▶ _Exercise directions_
Rewrite the data below, putting "Result" wherever "Output" appears and leaving everything else untouched.

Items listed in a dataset
---------------
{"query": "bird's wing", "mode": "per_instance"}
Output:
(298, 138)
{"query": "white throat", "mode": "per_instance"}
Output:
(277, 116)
---------------
▶ _Output for this task_
{"query": "bird's wing", "mode": "per_instance"}
Result:
(298, 138)
{"query": "white throat", "mode": "per_instance"}
Result:
(277, 116)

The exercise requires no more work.